[Goal of the exercise]
Looking at the entries, say how many lines contain the string "paneling". Offer nothing besides the number.

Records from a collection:
▼

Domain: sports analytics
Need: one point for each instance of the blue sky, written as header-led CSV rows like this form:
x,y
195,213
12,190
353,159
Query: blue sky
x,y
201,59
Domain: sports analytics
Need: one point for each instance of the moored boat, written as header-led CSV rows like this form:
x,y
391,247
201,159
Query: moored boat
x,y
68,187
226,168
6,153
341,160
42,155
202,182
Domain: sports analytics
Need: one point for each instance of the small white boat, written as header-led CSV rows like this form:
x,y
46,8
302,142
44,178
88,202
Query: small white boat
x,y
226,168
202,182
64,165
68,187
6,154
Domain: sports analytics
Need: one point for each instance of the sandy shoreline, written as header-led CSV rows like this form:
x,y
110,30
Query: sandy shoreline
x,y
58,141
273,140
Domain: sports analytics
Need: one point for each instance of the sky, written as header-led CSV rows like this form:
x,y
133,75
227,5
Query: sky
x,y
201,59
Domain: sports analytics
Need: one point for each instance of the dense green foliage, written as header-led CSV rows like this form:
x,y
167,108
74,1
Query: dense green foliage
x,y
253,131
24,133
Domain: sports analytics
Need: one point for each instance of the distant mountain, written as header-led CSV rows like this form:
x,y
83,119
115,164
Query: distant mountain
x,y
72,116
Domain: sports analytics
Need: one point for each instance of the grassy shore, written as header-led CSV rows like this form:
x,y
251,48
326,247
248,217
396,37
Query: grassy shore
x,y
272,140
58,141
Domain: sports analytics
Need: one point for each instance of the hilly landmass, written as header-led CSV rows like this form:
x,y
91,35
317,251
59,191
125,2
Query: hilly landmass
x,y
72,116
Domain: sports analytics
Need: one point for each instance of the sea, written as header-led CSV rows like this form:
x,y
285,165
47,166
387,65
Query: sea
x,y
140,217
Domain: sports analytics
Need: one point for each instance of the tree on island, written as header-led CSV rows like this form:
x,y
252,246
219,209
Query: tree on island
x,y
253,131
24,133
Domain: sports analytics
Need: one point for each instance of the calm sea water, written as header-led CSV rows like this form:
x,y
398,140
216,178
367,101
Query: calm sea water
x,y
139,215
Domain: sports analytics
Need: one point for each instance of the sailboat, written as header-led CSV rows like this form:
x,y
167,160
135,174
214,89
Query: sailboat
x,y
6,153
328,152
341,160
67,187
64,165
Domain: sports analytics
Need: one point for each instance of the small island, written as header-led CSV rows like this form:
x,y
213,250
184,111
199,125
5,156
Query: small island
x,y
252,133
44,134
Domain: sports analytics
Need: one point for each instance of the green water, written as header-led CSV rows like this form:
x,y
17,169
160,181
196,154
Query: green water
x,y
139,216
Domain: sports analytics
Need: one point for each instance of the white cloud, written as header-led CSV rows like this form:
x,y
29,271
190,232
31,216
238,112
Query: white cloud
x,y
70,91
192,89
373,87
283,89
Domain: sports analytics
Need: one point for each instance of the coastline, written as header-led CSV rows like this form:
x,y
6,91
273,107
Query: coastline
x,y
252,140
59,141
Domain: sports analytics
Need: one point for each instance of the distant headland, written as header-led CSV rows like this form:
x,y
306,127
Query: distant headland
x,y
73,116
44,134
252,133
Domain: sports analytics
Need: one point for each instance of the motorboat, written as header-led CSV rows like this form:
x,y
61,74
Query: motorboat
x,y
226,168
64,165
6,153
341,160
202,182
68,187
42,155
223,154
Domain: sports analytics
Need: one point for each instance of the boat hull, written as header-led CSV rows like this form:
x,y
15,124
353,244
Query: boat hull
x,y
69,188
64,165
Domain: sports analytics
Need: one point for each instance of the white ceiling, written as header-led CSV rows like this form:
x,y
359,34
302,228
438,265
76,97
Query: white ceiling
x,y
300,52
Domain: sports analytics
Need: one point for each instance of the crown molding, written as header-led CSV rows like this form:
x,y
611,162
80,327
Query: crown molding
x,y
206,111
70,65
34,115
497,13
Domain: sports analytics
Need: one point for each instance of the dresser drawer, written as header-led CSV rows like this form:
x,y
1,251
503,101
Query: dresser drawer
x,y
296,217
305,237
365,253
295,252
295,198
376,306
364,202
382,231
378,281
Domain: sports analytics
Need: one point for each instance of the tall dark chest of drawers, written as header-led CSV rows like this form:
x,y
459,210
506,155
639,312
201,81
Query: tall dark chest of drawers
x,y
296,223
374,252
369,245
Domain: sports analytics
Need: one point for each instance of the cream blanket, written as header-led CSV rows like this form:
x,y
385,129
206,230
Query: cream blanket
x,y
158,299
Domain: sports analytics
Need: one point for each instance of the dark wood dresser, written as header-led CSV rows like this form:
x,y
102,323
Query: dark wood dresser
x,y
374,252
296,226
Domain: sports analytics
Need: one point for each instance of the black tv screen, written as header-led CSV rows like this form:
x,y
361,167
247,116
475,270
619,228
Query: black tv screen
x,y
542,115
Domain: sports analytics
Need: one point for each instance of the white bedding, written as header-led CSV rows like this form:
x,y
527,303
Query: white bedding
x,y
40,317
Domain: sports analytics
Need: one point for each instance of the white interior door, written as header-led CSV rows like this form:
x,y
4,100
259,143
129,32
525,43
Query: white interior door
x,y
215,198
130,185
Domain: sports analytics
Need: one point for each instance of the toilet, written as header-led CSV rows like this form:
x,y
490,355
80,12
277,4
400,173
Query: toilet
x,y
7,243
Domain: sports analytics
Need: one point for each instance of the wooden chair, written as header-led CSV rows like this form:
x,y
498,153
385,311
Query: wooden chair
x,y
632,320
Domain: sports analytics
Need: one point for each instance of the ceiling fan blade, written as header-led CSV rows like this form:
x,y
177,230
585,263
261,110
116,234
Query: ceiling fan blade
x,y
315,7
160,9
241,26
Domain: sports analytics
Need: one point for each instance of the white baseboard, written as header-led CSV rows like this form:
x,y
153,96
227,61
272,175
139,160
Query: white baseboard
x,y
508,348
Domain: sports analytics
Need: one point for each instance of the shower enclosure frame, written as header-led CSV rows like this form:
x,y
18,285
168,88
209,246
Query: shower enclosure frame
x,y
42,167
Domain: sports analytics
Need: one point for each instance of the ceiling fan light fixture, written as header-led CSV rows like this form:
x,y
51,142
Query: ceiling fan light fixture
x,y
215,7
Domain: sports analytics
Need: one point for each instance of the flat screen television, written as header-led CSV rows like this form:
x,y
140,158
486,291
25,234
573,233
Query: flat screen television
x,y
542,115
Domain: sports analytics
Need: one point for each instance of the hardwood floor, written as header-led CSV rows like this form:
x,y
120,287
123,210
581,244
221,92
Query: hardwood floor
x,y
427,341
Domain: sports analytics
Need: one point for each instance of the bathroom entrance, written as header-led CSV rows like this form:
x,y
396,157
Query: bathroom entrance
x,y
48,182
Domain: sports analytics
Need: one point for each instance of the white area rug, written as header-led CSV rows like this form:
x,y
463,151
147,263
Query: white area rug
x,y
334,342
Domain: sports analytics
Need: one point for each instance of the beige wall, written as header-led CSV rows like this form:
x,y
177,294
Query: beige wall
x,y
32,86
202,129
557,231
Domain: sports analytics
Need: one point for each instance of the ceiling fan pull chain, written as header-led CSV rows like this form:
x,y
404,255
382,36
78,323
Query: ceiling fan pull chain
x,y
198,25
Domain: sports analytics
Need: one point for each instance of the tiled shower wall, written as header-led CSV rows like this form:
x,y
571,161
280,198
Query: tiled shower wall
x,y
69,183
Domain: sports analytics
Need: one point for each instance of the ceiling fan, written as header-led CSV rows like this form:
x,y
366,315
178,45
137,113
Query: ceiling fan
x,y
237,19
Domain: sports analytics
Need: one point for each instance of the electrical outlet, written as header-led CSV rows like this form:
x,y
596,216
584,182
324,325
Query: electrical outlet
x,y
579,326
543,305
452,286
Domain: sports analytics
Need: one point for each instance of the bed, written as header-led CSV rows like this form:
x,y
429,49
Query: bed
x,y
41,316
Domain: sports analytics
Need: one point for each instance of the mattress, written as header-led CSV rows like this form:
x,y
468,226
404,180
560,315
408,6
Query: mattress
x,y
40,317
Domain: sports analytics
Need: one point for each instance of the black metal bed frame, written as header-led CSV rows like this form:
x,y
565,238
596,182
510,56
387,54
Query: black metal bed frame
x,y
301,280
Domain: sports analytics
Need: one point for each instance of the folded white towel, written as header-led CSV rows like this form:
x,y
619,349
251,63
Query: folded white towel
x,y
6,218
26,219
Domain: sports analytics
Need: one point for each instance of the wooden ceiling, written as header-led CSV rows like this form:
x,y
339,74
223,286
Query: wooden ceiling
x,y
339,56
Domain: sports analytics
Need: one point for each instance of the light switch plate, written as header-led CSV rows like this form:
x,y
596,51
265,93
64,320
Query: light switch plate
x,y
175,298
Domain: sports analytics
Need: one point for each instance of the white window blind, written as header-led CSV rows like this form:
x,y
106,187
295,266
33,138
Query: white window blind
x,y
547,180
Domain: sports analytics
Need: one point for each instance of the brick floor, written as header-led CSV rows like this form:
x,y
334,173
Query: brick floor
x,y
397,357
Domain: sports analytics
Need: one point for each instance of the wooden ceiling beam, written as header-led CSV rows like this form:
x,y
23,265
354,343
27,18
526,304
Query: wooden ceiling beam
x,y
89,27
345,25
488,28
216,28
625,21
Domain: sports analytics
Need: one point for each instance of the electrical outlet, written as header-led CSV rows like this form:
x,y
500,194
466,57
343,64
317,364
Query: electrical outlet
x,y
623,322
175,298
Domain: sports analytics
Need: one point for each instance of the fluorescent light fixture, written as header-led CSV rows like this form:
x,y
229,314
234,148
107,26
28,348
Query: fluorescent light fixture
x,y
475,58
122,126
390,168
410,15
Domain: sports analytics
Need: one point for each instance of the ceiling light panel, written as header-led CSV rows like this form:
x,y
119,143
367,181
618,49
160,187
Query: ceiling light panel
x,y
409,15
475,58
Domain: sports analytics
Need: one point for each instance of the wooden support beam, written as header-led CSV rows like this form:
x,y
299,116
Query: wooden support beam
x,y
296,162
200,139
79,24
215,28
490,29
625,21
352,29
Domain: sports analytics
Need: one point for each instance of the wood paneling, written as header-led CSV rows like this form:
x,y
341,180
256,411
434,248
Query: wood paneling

▲

[Task solution]
2